▶ _THE EXERCISE_
Please render the rows from the line with "cabinet in the photo above." through the end of the rows as a two-column CSV headed input and output, with one CSV line for each row giving its text and its answer, each in a single quoted field with line breaks turned into spaces.

▶ _MATERIAL FOR THIS TASK_
========
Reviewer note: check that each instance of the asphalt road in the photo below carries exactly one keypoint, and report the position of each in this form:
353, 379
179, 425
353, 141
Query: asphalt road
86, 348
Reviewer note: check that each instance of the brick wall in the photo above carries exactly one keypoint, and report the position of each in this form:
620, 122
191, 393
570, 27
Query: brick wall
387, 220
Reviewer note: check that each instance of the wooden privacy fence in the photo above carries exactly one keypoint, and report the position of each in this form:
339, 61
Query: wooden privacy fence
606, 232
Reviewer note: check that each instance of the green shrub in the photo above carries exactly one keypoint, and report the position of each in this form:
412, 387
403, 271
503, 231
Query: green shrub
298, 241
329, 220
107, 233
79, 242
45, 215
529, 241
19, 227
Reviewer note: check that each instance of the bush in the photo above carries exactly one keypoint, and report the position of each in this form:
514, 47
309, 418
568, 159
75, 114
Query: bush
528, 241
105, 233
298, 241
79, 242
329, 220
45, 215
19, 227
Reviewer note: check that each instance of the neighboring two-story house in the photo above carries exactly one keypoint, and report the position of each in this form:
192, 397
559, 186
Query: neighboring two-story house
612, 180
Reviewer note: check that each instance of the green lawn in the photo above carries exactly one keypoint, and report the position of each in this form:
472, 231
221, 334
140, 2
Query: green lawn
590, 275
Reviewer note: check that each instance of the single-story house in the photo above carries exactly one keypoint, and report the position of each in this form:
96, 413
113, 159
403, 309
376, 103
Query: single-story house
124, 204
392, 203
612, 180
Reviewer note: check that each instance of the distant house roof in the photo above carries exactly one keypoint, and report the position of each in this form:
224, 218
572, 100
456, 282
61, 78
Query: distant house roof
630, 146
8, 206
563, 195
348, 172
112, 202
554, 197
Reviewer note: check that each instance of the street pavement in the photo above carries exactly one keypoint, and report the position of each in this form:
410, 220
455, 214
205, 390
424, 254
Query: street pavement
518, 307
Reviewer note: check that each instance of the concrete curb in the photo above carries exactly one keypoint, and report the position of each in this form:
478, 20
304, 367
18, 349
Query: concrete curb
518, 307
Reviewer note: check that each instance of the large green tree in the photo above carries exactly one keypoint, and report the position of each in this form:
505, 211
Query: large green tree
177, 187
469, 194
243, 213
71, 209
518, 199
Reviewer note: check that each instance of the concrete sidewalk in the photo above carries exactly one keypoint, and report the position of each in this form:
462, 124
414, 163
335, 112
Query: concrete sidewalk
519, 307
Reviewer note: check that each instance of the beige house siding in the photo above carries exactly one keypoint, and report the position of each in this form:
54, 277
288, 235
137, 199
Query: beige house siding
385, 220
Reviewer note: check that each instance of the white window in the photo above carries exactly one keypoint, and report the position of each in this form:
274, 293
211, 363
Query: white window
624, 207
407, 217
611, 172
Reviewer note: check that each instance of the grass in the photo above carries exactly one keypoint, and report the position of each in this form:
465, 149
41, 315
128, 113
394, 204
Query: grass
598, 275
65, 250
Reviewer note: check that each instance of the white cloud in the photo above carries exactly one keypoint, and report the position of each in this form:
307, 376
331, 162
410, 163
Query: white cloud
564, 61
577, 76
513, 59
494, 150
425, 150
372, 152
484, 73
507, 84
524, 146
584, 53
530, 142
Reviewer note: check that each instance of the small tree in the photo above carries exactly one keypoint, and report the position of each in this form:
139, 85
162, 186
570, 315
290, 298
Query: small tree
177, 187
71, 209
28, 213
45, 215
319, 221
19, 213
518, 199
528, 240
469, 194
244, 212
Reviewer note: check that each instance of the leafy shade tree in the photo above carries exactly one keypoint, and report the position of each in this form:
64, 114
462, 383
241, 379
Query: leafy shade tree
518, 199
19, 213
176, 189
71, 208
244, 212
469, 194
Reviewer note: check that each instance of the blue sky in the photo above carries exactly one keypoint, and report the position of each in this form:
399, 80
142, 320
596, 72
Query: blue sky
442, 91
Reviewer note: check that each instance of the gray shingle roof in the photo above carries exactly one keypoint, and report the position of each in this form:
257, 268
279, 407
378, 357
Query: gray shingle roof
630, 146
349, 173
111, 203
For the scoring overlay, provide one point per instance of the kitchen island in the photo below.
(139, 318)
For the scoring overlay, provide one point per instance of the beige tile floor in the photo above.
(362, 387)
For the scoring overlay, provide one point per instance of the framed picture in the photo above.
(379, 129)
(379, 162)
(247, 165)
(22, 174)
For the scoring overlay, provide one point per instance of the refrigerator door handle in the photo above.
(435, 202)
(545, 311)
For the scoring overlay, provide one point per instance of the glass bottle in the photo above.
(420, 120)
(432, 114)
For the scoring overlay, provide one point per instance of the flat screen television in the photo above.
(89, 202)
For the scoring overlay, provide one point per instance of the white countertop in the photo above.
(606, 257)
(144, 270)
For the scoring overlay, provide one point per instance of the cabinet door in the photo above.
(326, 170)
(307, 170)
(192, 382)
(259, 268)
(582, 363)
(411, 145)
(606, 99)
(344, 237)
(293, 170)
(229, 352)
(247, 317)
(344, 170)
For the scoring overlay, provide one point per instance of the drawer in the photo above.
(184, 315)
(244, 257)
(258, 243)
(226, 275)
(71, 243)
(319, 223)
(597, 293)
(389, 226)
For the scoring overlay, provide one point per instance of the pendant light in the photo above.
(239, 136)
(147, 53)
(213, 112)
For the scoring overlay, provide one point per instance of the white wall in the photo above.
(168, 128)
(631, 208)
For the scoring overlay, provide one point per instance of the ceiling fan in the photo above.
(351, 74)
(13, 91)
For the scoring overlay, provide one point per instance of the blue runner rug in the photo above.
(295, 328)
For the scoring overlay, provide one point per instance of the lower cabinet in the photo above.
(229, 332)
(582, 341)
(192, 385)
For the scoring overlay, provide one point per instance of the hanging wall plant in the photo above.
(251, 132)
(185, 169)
========
▶ _REPLY_
input,output
"For the scoring overlay, provide one point per instance of the lower cabinet in the photo above.","(229, 332) (582, 341) (192, 385)"
"For the scoring overlay, provide one point per instance of the hanging wall plant in the photo above.","(251, 132) (185, 169)"